Work required: Would it be possible to copy exactly the lines from the one containing "Need: indicate the bee in" to the end of the entries, including both and nothing else?
----
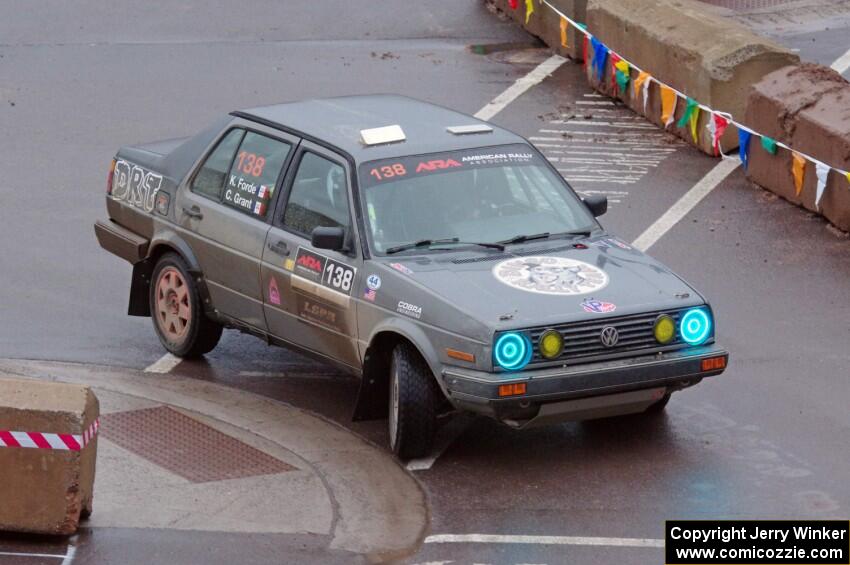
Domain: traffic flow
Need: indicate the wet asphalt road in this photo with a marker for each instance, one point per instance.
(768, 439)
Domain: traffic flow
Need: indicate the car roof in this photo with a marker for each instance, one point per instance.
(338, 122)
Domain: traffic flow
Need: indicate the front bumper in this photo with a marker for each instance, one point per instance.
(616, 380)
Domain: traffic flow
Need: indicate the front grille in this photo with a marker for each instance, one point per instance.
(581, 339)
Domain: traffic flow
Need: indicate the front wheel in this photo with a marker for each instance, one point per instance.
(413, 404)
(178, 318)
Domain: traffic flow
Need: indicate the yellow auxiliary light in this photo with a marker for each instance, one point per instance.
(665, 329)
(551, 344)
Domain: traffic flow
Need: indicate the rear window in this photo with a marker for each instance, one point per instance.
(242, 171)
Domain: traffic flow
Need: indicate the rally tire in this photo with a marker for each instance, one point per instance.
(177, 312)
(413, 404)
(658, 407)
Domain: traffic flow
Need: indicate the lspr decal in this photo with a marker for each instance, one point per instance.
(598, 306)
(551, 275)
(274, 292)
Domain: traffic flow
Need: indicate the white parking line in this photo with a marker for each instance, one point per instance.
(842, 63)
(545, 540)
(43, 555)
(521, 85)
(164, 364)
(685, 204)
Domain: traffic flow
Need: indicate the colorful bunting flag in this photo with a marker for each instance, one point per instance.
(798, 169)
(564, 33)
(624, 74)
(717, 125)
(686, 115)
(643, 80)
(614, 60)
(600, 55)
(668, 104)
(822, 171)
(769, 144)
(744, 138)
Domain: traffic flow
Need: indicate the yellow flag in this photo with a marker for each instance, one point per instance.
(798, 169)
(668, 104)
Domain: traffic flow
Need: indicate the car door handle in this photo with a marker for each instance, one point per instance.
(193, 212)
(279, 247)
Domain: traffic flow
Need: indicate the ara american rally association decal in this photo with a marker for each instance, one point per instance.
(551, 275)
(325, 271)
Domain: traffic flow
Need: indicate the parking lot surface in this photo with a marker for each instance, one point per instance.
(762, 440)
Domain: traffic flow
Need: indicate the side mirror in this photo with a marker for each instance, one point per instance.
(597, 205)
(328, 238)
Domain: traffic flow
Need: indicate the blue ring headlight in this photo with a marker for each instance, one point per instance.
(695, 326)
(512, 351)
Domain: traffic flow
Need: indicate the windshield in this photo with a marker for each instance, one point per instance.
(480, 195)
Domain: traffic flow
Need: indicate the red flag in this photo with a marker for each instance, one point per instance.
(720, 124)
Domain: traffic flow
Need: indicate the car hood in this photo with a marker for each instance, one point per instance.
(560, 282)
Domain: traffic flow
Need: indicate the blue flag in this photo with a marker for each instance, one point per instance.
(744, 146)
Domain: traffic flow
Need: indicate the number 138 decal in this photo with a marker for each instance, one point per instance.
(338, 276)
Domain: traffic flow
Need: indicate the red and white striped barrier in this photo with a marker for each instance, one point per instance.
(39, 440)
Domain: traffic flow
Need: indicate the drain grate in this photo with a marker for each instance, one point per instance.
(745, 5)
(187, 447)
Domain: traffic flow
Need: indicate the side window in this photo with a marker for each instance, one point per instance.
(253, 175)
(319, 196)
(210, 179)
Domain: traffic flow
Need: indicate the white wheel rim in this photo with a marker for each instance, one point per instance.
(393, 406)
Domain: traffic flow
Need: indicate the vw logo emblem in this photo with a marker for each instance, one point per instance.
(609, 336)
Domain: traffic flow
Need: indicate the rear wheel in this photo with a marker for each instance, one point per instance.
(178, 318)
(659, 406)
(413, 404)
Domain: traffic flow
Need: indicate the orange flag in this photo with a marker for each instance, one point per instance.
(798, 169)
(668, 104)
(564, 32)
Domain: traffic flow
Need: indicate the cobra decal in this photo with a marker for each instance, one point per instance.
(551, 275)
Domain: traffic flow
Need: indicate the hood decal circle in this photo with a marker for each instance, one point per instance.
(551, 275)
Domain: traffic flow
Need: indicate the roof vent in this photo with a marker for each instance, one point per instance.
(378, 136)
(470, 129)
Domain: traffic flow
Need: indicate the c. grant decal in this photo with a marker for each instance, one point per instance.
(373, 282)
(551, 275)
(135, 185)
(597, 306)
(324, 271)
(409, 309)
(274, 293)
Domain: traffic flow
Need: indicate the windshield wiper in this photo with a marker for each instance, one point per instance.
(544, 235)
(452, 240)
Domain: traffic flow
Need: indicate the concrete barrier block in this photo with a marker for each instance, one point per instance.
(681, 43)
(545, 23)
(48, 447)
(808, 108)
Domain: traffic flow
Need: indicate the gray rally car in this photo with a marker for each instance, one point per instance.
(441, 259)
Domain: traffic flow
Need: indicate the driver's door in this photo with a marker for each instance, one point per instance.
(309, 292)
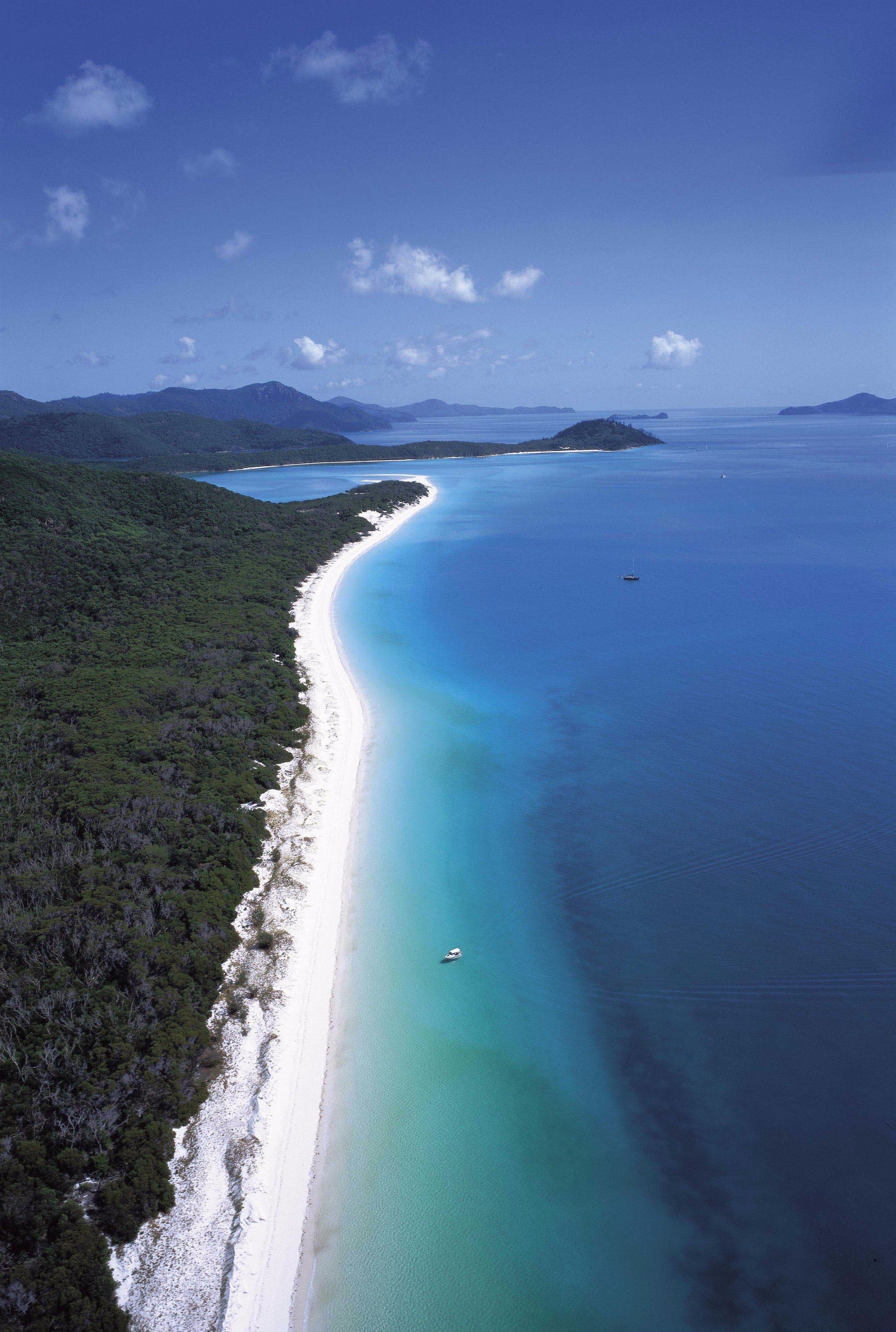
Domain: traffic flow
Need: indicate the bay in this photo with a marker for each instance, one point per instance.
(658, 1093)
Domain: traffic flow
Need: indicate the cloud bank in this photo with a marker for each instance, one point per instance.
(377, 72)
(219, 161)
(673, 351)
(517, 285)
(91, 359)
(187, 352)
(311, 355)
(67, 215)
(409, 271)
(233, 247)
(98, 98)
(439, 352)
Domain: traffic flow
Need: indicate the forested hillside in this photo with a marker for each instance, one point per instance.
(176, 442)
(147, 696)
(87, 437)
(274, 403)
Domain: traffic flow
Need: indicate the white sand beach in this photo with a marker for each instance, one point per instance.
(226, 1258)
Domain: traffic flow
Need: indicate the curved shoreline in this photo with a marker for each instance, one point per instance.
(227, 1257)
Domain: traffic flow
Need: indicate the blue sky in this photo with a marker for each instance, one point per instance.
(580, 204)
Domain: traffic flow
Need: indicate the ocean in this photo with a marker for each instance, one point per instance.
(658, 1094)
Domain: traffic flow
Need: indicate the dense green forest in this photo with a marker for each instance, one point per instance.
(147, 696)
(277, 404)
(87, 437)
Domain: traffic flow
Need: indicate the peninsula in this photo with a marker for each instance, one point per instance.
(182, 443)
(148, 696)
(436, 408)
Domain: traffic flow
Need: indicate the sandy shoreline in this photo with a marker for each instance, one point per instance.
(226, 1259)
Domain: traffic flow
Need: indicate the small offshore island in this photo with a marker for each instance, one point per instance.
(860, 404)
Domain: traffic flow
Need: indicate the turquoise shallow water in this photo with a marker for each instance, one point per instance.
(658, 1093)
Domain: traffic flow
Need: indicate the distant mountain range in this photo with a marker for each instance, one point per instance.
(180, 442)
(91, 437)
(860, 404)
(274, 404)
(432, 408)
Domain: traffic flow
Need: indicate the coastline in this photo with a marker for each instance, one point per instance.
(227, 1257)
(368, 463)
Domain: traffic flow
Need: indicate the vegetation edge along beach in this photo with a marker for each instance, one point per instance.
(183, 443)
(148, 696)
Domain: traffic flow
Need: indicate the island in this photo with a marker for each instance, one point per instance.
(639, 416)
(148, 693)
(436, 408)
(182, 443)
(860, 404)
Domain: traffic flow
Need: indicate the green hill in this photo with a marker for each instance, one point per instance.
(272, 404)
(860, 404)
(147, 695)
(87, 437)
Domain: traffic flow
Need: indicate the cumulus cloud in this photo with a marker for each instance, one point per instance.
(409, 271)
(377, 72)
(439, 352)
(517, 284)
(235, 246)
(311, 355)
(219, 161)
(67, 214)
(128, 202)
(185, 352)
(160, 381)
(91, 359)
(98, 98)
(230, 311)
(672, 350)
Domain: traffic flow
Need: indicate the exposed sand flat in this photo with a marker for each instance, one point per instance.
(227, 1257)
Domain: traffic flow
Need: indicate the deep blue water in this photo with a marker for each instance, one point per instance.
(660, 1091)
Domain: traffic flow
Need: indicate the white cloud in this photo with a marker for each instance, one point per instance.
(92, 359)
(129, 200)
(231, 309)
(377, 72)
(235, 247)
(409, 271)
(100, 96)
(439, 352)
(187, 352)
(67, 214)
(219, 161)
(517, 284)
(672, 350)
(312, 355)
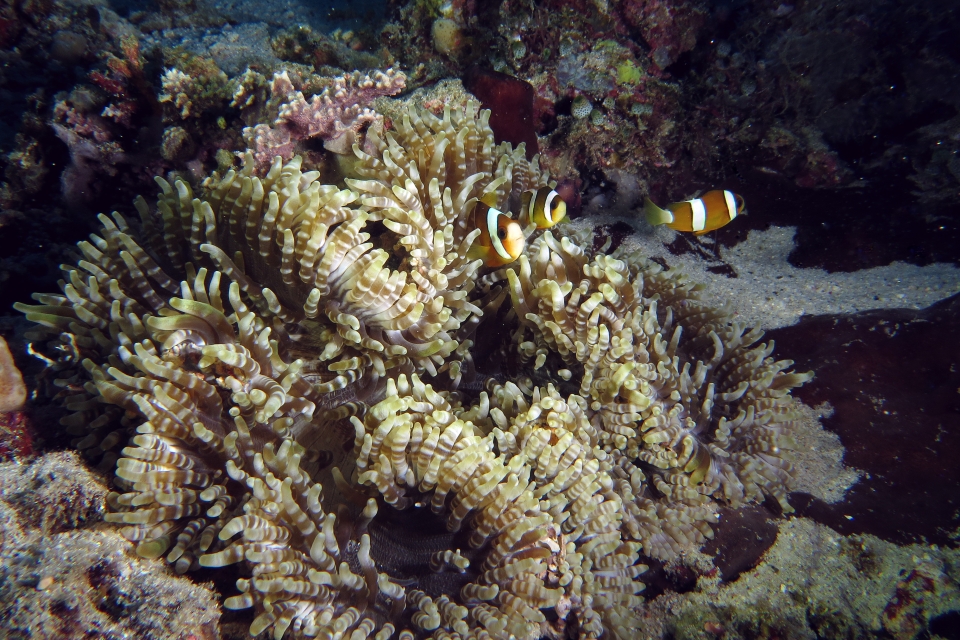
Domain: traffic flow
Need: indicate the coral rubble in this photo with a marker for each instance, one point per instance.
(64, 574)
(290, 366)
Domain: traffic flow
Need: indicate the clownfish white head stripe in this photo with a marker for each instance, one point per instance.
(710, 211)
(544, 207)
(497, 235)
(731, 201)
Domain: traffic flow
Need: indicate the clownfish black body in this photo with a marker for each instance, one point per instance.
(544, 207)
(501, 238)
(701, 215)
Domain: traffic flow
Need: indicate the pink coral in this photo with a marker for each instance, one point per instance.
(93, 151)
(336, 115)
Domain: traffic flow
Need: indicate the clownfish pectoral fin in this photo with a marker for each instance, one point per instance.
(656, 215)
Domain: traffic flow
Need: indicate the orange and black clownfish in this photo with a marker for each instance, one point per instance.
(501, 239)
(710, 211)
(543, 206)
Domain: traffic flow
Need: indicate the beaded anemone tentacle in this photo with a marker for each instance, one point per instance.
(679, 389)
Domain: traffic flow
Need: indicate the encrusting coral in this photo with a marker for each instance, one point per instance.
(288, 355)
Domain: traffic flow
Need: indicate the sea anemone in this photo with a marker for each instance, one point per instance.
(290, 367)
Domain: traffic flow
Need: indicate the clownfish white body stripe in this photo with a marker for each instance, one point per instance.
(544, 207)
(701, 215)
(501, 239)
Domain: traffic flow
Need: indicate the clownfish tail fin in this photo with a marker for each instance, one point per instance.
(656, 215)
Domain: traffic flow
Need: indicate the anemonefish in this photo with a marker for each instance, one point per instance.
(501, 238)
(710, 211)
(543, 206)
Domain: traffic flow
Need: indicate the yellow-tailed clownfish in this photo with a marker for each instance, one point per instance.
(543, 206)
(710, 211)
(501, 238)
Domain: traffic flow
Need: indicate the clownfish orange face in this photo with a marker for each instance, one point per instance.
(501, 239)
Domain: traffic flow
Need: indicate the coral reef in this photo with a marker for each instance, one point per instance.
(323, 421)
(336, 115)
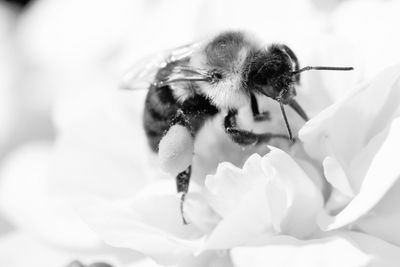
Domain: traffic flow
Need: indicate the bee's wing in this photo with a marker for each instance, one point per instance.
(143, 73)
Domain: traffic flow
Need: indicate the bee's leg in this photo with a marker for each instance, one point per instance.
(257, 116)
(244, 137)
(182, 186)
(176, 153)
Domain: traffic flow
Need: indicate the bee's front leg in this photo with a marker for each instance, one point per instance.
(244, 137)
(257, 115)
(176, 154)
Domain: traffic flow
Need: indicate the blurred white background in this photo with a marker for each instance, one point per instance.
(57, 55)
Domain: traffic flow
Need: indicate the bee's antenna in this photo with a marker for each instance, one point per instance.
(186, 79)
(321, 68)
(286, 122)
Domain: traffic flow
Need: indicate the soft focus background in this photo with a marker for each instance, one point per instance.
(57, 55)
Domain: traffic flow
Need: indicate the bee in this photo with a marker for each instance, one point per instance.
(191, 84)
----
Exercise solution:
Need: indicate the bee in this photo with a marker for each instance, one point per instance.
(191, 84)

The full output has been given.